#### Records to use
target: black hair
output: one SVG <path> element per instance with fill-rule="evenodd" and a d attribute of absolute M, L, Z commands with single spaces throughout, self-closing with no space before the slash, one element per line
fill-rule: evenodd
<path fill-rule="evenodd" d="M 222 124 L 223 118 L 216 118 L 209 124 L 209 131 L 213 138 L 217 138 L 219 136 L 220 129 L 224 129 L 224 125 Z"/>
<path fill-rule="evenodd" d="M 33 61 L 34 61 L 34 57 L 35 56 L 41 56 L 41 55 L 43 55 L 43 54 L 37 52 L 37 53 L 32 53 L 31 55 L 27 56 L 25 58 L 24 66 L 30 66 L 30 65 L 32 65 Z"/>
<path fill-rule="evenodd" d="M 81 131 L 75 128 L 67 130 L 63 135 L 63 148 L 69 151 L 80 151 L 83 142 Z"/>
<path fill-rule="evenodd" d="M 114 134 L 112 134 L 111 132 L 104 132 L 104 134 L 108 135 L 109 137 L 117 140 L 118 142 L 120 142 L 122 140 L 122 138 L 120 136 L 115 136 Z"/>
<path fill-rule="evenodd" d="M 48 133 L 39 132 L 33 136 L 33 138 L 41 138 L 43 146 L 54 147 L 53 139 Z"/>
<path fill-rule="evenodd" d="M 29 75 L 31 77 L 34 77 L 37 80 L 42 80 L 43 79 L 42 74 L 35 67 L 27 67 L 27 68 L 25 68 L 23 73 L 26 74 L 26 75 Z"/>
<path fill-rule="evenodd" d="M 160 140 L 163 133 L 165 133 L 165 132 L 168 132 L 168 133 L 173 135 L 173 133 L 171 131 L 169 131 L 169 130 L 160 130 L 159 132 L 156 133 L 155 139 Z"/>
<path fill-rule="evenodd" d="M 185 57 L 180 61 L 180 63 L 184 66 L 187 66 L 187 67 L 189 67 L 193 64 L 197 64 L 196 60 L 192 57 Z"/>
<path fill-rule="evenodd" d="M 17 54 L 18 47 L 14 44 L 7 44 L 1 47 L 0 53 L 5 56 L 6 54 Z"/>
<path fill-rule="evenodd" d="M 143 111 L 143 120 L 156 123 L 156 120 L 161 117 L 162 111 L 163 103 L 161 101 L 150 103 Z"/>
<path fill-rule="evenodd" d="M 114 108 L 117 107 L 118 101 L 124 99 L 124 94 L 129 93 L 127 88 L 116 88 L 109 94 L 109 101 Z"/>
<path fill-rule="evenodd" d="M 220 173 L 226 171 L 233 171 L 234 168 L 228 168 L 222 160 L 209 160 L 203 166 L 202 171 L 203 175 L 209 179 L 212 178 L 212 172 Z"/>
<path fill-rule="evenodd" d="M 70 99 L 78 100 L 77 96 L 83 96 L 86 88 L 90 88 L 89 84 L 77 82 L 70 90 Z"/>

#### Task requirements
Please output every line of the entries above as a Markdown table with two columns, Row for the line's number and Entry line for the line itself. Leave out any blank lines.

#### Exercise response
| Row | Entry line |
|---|---|
| 1 | target: black hair |
| 2 | output: one SVG <path> element per instance with fill-rule="evenodd" and a d attribute of absolute M, L, Z commands with single spaces throughout, self-closing with no space before the slash, one element per line |
| 3 | fill-rule: evenodd |
| 4 | <path fill-rule="evenodd" d="M 222 124 L 223 118 L 216 118 L 209 124 L 209 131 L 213 138 L 217 138 L 219 136 L 220 129 L 224 129 L 224 125 Z"/> |
| 5 | <path fill-rule="evenodd" d="M 33 61 L 34 61 L 34 57 L 35 56 L 41 56 L 41 55 L 43 55 L 43 54 L 37 52 L 37 53 L 32 53 L 31 55 L 27 56 L 25 58 L 24 66 L 30 66 L 30 65 L 32 65 Z"/> |
| 6 | <path fill-rule="evenodd" d="M 81 131 L 75 128 L 67 130 L 63 135 L 63 148 L 69 151 L 80 151 L 83 142 Z"/> |
| 7 | <path fill-rule="evenodd" d="M 114 134 L 112 134 L 111 132 L 104 132 L 104 134 L 108 135 L 109 137 L 117 140 L 118 142 L 120 142 L 122 140 L 122 138 L 120 136 L 115 136 Z"/> |
| 8 | <path fill-rule="evenodd" d="M 48 133 L 39 132 L 33 136 L 33 138 L 41 138 L 43 146 L 54 147 L 53 139 Z"/> |
| 9 | <path fill-rule="evenodd" d="M 29 75 L 31 77 L 34 77 L 37 80 L 42 80 L 43 79 L 42 74 L 35 67 L 27 67 L 27 68 L 25 68 L 23 73 L 26 74 L 26 75 Z"/> |
| 10 | <path fill-rule="evenodd" d="M 160 140 L 163 133 L 165 133 L 165 132 L 168 132 L 168 133 L 173 135 L 173 133 L 171 131 L 169 131 L 169 130 L 160 130 L 159 132 L 156 133 L 155 139 Z"/> |
| 11 | <path fill-rule="evenodd" d="M 185 57 L 180 61 L 180 63 L 184 66 L 187 66 L 187 67 L 189 67 L 193 64 L 197 64 L 196 60 L 192 57 Z"/> |
| 12 | <path fill-rule="evenodd" d="M 17 54 L 18 47 L 14 44 L 7 44 L 1 47 L 0 53 L 5 56 L 6 54 Z"/> |
| 13 | <path fill-rule="evenodd" d="M 143 111 L 143 120 L 156 123 L 156 120 L 161 117 L 162 111 L 163 103 L 161 101 L 150 103 Z"/> |
| 14 | <path fill-rule="evenodd" d="M 114 108 L 117 107 L 118 101 L 124 99 L 124 94 L 129 93 L 127 88 L 116 88 L 109 94 L 109 101 Z"/> |
| 15 | <path fill-rule="evenodd" d="M 220 173 L 226 171 L 233 171 L 234 168 L 228 168 L 222 160 L 209 160 L 203 166 L 202 171 L 203 175 L 209 179 L 212 178 L 212 172 Z"/> |
| 16 | <path fill-rule="evenodd" d="M 70 99 L 78 100 L 77 96 L 83 96 L 86 88 L 90 88 L 89 84 L 77 82 L 70 90 Z"/> |